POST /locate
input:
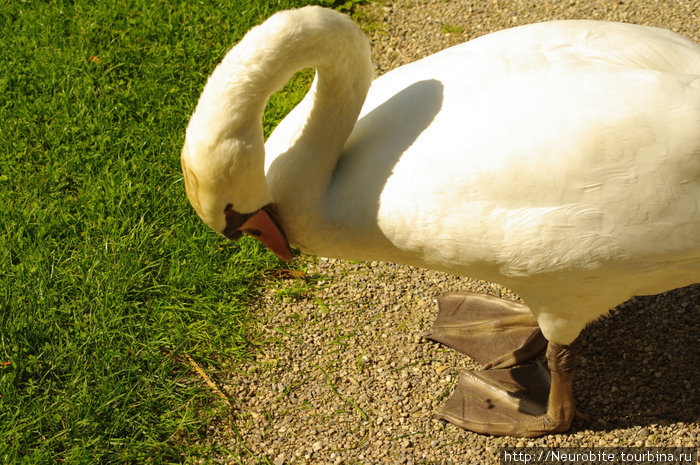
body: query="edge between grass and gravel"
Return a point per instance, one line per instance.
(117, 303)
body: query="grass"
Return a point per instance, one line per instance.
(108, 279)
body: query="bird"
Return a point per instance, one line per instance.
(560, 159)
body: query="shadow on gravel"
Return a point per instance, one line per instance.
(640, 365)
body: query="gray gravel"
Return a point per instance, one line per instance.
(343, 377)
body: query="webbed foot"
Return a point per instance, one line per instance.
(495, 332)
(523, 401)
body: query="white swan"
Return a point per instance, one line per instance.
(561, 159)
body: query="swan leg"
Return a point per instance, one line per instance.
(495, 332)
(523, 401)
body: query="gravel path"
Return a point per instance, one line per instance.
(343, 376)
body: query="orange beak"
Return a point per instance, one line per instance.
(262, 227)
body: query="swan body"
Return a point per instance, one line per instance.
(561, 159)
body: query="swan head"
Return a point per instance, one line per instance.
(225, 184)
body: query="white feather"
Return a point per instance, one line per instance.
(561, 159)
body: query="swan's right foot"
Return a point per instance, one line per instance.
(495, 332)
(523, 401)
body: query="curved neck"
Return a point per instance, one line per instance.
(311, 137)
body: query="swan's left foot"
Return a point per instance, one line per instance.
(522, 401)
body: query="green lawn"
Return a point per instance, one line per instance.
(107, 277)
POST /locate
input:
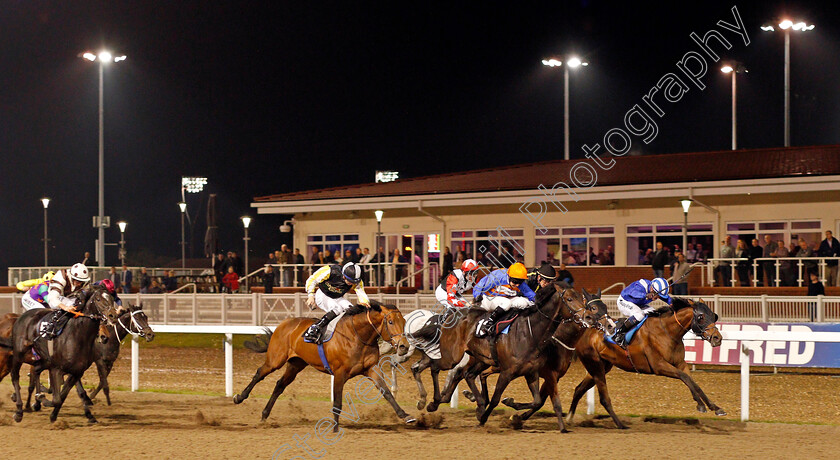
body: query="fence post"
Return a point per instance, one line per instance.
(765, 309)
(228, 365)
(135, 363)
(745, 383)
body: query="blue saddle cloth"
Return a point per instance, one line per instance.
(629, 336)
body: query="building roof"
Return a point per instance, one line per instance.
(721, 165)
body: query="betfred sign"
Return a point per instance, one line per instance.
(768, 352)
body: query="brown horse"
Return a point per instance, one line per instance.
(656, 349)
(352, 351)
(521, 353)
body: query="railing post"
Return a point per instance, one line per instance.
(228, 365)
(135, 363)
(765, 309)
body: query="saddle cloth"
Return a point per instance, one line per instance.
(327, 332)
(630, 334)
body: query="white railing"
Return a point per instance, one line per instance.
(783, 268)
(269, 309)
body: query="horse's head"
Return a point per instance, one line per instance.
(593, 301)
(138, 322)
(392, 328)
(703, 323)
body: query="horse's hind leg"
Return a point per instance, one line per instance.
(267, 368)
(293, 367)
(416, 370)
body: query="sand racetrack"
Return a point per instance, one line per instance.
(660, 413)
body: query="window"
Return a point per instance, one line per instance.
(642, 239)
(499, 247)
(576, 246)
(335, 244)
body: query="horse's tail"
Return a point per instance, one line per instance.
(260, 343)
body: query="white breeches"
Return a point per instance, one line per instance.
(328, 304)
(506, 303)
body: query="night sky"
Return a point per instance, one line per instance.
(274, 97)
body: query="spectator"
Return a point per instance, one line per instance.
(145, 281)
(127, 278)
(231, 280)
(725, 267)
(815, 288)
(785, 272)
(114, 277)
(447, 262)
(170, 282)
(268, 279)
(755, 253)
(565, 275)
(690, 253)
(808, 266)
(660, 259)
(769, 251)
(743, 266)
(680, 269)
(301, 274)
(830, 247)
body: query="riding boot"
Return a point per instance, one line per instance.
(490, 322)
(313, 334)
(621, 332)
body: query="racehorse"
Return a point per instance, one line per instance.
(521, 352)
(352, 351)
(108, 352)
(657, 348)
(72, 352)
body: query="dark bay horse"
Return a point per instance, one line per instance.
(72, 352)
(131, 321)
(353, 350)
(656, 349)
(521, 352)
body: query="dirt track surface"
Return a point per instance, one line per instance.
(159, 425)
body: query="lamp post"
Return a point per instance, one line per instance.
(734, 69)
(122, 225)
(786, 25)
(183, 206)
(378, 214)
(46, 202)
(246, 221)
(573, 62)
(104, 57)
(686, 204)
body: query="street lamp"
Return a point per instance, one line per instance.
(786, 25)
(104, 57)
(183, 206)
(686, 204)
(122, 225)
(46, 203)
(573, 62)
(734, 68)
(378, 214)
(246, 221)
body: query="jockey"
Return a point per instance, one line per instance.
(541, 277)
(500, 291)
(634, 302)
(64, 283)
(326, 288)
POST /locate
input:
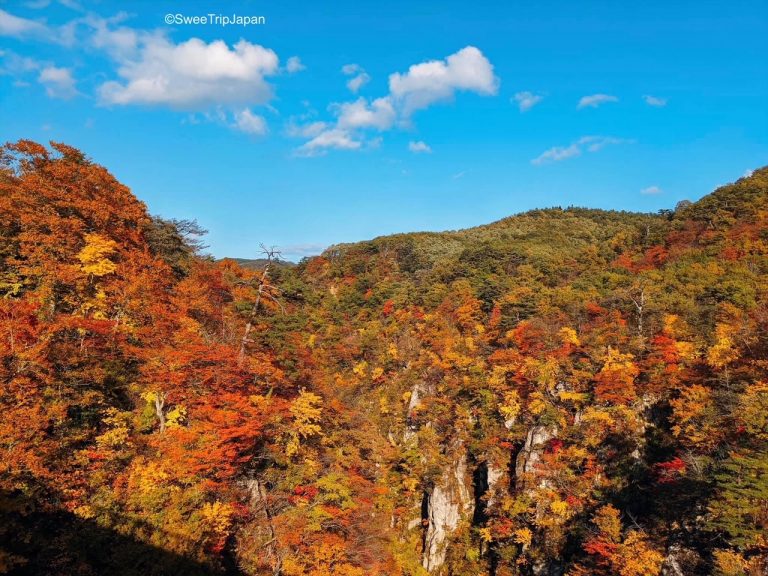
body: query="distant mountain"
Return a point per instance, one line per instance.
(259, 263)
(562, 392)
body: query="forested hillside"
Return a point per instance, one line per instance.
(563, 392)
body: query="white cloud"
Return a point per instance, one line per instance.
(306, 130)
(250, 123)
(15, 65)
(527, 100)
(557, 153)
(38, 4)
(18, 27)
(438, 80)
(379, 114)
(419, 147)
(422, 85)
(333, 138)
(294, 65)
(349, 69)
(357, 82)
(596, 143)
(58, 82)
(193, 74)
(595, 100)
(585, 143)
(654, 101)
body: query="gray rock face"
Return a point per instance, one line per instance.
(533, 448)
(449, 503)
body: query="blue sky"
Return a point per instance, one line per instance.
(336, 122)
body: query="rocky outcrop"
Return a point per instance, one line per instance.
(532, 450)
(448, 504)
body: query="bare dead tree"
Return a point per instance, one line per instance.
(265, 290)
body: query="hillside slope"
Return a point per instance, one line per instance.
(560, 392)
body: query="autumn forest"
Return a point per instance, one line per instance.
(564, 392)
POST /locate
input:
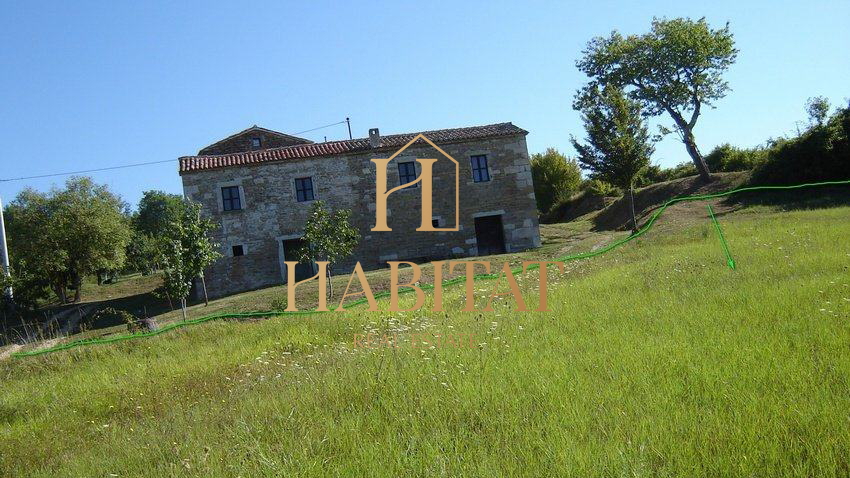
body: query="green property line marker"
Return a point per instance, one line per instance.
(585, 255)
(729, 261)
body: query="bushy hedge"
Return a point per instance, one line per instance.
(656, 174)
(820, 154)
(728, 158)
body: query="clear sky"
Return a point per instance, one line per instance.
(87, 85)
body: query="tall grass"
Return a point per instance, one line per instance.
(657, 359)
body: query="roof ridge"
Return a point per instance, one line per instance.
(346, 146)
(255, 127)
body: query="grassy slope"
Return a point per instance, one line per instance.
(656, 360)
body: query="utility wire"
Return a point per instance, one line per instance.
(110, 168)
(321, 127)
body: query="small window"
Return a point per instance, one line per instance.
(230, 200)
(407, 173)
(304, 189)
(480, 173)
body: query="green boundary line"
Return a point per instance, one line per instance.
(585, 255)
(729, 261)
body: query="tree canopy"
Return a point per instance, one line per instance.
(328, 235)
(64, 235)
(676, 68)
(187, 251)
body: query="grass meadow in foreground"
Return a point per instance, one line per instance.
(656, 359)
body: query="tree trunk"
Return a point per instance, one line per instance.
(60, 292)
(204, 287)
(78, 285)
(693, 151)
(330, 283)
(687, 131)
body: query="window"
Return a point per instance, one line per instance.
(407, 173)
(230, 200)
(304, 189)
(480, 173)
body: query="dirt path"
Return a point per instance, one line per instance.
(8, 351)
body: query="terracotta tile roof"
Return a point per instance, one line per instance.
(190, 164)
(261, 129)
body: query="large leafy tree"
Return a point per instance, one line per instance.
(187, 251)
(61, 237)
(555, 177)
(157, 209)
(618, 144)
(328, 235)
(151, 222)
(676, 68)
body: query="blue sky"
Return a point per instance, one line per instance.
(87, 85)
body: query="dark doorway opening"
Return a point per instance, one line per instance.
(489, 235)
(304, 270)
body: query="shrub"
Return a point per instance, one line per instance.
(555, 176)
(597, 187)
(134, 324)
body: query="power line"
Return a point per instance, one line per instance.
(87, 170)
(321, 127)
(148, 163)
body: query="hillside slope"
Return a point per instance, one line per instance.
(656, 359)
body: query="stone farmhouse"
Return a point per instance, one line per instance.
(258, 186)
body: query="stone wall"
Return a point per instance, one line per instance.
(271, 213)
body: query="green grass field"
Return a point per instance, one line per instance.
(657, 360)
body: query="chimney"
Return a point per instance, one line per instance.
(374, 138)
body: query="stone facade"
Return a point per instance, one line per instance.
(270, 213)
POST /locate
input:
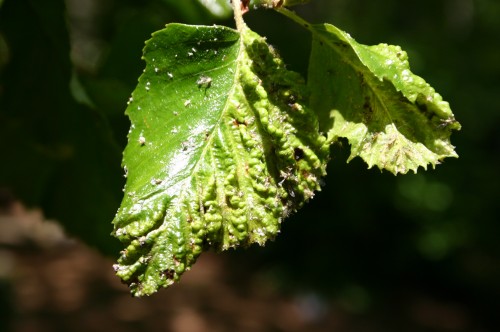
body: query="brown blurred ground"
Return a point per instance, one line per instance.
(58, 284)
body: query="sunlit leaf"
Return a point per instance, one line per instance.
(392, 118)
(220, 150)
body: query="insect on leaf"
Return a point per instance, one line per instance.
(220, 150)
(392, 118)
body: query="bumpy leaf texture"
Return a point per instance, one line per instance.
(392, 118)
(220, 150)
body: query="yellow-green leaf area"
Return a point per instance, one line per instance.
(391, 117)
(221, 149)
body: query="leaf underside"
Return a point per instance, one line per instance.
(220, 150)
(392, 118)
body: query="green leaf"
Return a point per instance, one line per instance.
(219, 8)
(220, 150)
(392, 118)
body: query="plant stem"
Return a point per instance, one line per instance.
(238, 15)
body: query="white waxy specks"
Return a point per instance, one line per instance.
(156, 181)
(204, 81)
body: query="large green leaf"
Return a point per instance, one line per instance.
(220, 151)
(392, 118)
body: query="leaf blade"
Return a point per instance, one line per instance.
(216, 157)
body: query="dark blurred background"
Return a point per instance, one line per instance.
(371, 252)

#### TASK DESCRIPTION:
Count how many lines above include the word "gravel" and answer with that figure only.

#### FINISHED TASK:
4